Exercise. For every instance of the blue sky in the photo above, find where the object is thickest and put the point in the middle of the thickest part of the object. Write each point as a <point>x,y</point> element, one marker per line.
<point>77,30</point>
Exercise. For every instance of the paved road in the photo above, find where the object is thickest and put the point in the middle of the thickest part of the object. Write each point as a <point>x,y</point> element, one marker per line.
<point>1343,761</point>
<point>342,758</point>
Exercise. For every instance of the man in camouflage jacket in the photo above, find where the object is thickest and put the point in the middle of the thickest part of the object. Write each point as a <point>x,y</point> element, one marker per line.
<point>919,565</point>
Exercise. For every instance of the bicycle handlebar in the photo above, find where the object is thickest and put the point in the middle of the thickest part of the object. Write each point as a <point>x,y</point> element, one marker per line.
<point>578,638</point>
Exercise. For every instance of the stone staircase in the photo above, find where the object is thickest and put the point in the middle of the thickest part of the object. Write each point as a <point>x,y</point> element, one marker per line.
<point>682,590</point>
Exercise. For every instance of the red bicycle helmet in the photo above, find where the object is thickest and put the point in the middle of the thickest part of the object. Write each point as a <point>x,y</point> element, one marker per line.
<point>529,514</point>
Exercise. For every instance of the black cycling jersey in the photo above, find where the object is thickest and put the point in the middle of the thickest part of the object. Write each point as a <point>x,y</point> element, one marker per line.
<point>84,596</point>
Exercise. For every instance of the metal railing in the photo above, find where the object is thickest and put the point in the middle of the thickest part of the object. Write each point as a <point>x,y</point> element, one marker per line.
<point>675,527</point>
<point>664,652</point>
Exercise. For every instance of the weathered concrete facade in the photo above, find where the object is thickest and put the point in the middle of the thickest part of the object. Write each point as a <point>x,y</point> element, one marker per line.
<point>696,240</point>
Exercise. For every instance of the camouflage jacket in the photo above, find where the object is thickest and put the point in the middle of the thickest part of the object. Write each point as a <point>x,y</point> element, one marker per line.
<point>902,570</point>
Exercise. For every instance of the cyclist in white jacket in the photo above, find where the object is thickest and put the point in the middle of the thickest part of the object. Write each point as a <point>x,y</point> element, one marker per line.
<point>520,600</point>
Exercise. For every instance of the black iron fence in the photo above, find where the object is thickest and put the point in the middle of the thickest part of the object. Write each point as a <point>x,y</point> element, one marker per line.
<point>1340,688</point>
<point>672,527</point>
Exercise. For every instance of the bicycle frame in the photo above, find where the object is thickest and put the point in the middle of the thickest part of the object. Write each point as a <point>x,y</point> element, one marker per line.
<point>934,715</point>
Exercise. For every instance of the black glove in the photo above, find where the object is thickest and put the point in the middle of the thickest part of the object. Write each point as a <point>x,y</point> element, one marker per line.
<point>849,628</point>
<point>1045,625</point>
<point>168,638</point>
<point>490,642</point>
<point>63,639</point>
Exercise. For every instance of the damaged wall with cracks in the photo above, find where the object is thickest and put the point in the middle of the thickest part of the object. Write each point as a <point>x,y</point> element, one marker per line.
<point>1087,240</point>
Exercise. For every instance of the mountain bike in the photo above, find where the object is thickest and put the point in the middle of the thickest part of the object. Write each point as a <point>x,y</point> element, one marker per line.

━━━━━━━━━━━━━━━━━━━━━━━━━━━━━━

**Activity:**
Return the records given above in their entirety, word for word.

**The answer:**
Exercise. For every instance of the blue sky in the photo above, find where the object is thickest and put the point in the middle of the thickest part of the object. Write each point as a <point>x,y</point> element, one marker per line.
<point>77,30</point>
Exercise. For every instance of the paved road in the photo above, find where the object is thickest and put the point in the middle of the thickest part of the object. Write each point as a <point>x,y</point> element, one marker per line.
<point>1343,761</point>
<point>342,758</point>
Exercise. For every instance of the man in camouflage jacket in the photo above, find where the object is thickest and put the point in the middle of the thickest part of the object. Write each point as a <point>x,y</point> element, one marker per line.
<point>919,565</point>
Exercise. For every instance of the bicycle handlebar in the photo above, find where the object is thickest and put the point in the middle of the thickest part of the object. Write each point as a <point>x,y</point> element, one marker per line.
<point>578,638</point>
Exercise. For every instance of the stone staircase in the photo above, find where the object is thickest and put the point in the middle of the thickest part of the object. Write each point as a <point>x,y</point> element, one marker per line.
<point>682,590</point>
Exercise. For every instance of the red bicycle helmet in the photo above, find where the object is thickest and put the point in the middle of the thickest part of the object. Write each point as a <point>x,y</point> element, one marker per line.
<point>529,514</point>
Exercise. For every instance of the black cycling jersey in the photo above, find where the object is thickest and put the point in the middle of the thickest part of the object. Write each point as a <point>x,y</point> element, one marker per line.
<point>84,596</point>
Exercise. For every instance of the metal railing in the photo above, find where the object is thickest and put the point in the middle of the thickest part of the object. Write each point as a <point>x,y</point> element, one marker per line.
<point>675,527</point>
<point>664,652</point>
Exercise. For every instance of the weathered concrete facade in the photo above, find where the object is thickest and put the point in the middle of the thickest part of the object. Write each point as a <point>x,y</point> element, one marker per line.
<point>696,240</point>
Exercise. For every instance of the camouflage jacket in the photo above, find where the object is thickest and put the point in the middle of the thickest part of the object. Write each point as a <point>x,y</point> element, one marker per line.
<point>902,570</point>
Exercise. For every instance of the cyclist in white jacket in the photo above, find where the object is thickest and put the point in the middle of the thickest part of the object. Write each point as a <point>x,y</point> element, one marker per line.
<point>520,600</point>
Exercise. For every instance of the black iron fence in the photo above, find where the object is thickest and put the point in the middle of the thickest part of the object. Write each point as a <point>x,y</point> element, one marker per line.
<point>1340,688</point>
<point>672,527</point>
Exercise. For every instance of the bicycle frame in the photo above, find where the object is thickest and put the point in the middle of the thickest part of the object. Write each point as a <point>x,y</point> element, one marker per line.
<point>934,715</point>
Exercise. For every instance of the black glove in the photo above, find where the object is thickest and put the point in the middle of the thickest part of the object. Write each point as a <point>x,y</point> element, one marker per line.
<point>849,628</point>
<point>1045,625</point>
<point>168,638</point>
<point>490,642</point>
<point>63,639</point>
Exercise. For every instance of the damaged wall with cracks in the photo above, find where the object is thickest and put the point in the middle of the thickest part of the object. Write each point as a <point>x,y</point> element, one marker per line.
<point>1087,240</point>
Exercise. For every instance of the mountain bike in the photo above, find where the object is thickest and put the point in the middle of the thickest part of the object. Write each point as a <point>x,y</point> element, one marker per line.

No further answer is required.